Task statement: List every line of the data that contains the word "stone". Case counts.
+++
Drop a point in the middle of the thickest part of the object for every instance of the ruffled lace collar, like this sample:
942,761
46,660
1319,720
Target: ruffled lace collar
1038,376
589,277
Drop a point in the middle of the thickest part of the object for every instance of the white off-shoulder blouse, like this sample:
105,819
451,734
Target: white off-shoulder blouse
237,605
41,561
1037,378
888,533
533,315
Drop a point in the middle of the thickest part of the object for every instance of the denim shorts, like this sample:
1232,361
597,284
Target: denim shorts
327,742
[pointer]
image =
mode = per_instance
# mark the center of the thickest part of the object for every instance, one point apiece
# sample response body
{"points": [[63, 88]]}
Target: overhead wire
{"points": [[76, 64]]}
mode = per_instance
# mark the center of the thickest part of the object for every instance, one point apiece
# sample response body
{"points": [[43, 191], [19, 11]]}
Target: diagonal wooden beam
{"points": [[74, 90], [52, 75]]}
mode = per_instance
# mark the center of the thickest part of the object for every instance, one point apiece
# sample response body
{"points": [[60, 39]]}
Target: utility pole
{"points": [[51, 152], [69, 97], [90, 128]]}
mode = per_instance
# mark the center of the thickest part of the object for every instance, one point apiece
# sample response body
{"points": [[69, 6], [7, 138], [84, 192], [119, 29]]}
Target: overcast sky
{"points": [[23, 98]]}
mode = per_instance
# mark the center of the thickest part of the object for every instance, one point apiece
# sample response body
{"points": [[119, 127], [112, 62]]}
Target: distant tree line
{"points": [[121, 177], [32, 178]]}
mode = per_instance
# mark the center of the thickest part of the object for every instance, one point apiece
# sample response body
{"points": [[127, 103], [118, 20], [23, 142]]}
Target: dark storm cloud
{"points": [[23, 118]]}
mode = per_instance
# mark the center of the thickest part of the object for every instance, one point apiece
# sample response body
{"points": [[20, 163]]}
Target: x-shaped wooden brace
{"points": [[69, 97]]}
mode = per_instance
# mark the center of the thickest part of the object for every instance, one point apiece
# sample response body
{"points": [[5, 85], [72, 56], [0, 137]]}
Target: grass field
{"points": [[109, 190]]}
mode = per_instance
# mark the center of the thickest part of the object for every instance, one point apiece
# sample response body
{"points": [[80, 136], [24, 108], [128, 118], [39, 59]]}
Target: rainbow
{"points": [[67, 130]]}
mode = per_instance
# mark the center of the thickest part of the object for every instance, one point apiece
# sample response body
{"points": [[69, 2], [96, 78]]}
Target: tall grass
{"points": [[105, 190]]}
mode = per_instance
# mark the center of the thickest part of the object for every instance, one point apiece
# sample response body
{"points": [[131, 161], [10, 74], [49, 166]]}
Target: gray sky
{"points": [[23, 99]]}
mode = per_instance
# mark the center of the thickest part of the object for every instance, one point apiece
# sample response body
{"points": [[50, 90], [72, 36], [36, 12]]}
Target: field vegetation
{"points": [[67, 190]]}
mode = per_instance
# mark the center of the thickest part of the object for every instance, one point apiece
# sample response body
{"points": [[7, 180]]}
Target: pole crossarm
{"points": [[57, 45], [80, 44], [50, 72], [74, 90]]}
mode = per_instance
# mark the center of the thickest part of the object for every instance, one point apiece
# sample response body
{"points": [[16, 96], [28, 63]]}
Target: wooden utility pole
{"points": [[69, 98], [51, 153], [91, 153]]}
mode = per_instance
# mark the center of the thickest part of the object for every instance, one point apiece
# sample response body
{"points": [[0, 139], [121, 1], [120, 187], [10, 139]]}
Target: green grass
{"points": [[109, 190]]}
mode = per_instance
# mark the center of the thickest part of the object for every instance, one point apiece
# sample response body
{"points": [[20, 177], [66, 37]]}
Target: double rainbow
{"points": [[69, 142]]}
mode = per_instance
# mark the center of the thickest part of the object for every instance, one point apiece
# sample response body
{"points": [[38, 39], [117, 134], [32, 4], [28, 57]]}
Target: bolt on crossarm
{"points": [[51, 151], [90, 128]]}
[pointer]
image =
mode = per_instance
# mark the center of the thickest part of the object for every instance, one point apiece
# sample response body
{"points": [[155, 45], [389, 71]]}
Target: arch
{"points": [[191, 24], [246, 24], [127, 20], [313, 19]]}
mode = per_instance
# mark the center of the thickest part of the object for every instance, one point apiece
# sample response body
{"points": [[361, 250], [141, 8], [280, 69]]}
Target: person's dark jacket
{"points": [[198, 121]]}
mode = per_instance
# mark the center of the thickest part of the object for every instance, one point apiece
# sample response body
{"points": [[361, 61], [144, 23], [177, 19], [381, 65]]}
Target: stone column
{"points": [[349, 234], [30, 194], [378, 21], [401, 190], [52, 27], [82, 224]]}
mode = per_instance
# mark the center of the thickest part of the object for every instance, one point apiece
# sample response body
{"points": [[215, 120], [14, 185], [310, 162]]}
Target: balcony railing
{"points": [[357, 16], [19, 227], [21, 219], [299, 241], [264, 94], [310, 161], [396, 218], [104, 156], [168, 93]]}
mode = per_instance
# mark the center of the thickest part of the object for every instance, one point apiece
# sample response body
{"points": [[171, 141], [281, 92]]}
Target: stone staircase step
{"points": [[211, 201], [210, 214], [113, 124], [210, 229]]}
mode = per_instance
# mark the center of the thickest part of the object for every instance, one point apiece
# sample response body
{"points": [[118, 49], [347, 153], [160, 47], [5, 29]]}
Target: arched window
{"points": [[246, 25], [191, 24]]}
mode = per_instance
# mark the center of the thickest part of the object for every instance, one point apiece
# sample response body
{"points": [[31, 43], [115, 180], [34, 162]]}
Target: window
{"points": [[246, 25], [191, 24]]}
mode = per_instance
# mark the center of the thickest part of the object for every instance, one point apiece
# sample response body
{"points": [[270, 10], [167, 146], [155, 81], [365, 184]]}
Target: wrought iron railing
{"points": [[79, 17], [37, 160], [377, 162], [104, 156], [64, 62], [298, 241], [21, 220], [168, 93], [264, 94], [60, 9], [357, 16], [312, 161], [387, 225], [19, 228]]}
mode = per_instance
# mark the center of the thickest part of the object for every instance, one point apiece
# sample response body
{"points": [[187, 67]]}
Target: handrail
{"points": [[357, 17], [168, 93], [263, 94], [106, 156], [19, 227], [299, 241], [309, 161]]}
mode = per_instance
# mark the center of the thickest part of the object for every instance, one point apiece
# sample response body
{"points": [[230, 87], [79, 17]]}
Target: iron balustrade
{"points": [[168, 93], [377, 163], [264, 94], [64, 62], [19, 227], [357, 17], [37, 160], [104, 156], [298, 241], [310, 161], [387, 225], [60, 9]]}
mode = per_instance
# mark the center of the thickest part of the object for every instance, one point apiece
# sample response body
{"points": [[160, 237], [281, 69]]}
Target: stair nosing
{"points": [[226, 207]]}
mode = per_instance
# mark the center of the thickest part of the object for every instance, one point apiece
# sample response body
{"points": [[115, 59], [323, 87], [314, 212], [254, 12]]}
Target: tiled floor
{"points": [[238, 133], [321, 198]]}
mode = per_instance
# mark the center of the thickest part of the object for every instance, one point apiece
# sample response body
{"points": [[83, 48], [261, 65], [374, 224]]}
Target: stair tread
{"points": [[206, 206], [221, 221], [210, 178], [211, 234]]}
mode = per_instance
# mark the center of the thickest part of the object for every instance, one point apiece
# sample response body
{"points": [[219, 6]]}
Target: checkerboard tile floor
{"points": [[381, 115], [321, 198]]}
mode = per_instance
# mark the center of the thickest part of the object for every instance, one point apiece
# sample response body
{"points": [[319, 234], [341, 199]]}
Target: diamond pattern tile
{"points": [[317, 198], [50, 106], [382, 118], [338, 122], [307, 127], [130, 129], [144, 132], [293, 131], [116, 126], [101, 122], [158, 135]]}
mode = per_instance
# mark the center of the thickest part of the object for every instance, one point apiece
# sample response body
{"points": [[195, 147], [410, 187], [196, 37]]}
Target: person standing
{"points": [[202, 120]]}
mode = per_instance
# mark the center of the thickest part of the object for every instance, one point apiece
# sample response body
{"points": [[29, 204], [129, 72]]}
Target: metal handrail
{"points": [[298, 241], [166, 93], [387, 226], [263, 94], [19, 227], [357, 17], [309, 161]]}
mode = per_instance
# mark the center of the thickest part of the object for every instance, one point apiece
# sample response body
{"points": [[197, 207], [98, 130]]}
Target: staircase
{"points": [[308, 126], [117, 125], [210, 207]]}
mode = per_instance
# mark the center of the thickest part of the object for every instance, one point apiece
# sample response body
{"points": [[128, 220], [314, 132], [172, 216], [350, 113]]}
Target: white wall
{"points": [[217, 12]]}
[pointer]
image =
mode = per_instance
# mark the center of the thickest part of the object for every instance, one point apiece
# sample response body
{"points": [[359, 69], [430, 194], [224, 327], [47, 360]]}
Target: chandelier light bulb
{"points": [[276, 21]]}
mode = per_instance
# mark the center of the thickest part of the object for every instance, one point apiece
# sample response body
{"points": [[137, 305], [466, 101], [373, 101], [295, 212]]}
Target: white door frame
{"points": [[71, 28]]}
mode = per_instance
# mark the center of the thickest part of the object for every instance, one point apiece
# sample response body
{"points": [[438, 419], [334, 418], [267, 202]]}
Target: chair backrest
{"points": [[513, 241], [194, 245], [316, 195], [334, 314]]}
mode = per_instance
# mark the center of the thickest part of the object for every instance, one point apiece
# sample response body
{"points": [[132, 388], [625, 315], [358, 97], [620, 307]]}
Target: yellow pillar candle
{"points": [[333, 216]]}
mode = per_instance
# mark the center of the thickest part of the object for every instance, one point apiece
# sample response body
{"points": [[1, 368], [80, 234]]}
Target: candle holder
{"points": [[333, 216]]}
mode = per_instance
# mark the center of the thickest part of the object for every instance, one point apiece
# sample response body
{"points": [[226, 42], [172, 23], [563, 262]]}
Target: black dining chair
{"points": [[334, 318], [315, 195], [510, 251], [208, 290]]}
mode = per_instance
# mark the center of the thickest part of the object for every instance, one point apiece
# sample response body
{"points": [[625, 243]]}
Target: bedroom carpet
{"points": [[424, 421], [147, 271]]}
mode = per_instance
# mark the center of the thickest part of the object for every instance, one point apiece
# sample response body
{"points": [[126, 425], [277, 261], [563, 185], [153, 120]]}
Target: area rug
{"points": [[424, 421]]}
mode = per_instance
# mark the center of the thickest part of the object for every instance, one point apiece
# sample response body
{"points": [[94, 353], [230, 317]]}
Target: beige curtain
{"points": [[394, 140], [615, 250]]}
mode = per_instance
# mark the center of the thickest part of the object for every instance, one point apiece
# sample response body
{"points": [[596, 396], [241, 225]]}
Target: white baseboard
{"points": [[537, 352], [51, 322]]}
+++
Expected output:
Target: stone column
Target: stone staircase step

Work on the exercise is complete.